### Recorded data:
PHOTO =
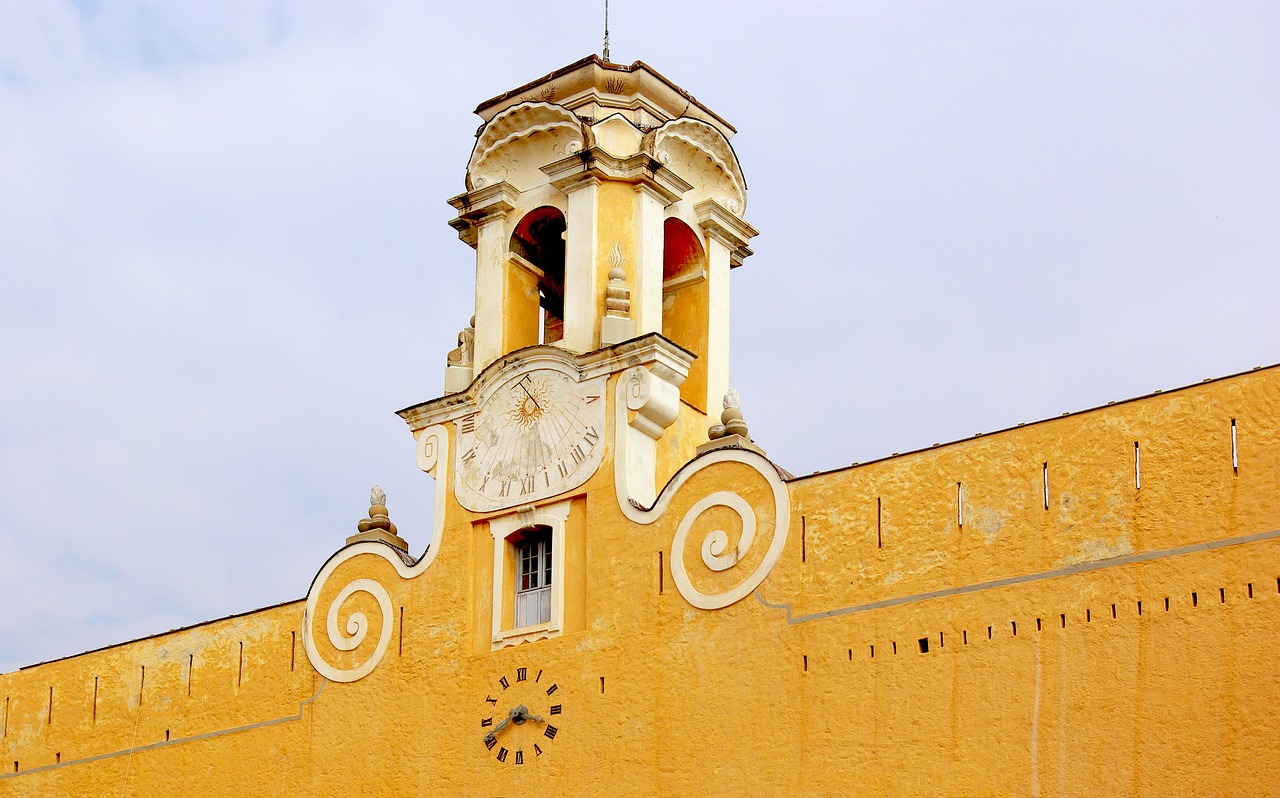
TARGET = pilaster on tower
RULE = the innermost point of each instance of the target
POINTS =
* * *
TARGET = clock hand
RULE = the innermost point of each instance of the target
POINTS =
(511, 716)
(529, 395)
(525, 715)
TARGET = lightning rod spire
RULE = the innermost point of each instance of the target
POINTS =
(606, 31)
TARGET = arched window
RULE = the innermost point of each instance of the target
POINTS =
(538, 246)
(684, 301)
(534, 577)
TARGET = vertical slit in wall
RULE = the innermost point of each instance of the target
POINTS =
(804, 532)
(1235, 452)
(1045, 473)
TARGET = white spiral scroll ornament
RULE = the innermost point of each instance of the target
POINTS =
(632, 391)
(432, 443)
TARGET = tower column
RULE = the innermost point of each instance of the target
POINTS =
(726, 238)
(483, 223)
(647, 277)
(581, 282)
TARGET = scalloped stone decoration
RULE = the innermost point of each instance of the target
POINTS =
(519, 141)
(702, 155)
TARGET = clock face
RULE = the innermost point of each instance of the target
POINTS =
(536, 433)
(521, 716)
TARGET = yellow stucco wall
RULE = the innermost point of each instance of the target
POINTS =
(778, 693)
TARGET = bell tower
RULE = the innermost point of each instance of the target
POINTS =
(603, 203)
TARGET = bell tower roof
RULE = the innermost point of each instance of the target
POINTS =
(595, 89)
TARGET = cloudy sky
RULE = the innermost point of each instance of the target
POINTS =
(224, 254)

### Exercise details:
Transcribe the entries without any change, from the line containing "TARGET = clock hand" through the line containing "(1045, 473)", both of those lines included.

### The output:
TARGET = clock hand
RULE = the innermost point of each instance of the target
POINTS =
(511, 716)
(529, 395)
(525, 715)
TARGET = lightning rod spire
RULE = the innermost point of each instance of the target
POINTS =
(606, 31)
TARGET = arched window
RULE = the innermost point of each instance of the target
POINTS =
(538, 246)
(684, 301)
(534, 577)
TARGET = vertical slit in wall
RULE = the innermost point of each instance of the target
POINTS =
(804, 532)
(1235, 452)
(1045, 473)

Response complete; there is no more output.